- WHAT YOU ARE ASKED TO DO: Records follow. Pull out every line that contains "below".

(Beginning of EXTRACTED MATERIAL)

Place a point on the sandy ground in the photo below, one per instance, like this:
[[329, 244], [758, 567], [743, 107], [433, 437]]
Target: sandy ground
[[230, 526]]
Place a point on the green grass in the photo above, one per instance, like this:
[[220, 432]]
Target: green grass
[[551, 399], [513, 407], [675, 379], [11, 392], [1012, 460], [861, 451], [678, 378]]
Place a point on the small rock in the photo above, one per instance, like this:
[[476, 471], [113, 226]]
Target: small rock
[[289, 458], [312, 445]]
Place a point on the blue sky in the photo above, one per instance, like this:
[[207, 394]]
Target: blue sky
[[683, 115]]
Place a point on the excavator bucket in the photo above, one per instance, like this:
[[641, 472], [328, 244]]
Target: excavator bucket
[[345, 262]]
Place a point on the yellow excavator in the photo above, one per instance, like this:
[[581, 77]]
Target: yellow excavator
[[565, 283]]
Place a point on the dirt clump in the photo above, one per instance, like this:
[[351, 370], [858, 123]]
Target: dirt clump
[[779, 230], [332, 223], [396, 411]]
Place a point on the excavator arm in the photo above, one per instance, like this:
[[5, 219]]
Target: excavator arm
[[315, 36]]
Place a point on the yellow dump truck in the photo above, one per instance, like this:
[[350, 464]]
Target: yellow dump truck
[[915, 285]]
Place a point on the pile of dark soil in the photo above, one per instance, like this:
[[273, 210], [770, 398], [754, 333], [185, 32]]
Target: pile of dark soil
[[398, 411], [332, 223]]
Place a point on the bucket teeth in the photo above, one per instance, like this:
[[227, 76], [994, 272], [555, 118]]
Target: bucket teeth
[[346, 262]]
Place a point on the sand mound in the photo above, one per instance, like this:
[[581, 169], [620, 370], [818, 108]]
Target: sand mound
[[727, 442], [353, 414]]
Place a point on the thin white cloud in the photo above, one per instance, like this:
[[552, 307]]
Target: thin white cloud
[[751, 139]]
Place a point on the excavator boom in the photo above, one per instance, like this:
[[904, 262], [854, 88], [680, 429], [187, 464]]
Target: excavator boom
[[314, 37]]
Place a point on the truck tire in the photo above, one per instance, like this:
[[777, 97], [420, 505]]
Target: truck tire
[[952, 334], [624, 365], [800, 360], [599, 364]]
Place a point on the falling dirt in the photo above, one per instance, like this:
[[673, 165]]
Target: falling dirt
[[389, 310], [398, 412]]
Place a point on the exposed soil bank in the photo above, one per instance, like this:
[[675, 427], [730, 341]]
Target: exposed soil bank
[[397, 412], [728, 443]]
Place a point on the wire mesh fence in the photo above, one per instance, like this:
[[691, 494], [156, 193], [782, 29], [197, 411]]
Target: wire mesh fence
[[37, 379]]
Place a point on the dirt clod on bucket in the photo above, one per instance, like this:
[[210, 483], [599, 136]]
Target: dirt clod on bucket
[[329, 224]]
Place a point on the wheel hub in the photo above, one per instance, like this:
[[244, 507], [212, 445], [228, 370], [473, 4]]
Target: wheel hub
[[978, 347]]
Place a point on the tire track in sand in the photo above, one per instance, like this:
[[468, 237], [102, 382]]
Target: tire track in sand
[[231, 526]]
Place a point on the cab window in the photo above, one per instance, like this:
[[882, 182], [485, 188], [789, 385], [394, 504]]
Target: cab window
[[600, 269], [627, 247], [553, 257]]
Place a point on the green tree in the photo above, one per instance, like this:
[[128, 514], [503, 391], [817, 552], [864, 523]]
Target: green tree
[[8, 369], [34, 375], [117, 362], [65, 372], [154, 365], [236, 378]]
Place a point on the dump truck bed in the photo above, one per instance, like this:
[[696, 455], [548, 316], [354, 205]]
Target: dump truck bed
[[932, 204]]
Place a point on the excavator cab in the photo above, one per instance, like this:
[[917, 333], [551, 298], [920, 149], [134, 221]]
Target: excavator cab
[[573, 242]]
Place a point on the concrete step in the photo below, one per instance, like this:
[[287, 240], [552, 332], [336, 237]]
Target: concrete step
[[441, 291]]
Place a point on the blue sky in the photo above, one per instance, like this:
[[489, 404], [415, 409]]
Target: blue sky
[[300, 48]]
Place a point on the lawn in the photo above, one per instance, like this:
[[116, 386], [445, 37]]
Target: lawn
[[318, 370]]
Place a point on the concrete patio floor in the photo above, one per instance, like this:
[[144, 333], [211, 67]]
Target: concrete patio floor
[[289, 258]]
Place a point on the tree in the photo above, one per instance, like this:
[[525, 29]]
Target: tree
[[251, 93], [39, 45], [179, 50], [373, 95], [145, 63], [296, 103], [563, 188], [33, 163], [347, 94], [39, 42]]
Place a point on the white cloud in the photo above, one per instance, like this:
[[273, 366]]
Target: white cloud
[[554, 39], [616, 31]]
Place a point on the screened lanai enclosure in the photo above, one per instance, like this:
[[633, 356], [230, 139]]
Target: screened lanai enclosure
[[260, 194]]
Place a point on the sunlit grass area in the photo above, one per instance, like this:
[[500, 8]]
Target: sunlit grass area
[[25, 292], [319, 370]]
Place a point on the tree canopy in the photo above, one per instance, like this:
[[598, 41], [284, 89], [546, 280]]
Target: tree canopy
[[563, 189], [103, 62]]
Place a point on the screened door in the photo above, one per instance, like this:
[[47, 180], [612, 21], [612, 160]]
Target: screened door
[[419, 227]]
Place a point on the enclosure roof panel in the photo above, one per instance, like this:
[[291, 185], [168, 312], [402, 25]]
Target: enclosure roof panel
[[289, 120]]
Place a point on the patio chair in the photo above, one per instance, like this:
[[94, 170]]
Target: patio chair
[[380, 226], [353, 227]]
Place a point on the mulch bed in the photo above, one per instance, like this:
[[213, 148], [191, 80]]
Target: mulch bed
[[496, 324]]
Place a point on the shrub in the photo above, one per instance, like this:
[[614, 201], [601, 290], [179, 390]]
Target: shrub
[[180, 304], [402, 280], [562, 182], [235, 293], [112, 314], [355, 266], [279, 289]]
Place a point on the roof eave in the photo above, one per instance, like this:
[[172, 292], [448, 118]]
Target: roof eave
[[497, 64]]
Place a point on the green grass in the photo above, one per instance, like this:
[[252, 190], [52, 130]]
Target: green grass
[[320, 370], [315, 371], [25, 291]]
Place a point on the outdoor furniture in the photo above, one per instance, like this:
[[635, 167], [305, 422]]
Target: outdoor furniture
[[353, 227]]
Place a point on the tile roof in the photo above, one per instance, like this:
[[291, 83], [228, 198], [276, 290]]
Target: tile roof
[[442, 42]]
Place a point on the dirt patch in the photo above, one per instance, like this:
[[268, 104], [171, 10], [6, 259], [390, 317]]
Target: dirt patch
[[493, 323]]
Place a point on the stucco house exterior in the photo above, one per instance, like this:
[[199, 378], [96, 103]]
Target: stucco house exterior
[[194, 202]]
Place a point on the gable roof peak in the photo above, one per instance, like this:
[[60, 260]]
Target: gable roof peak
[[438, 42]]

(End of EXTRACTED MATERIAL)

- RESULT:
Place a point on the sandy ground in the photo below, one per instance, like this:
Place a point on the concrete step in the photo below, one per instance, like this:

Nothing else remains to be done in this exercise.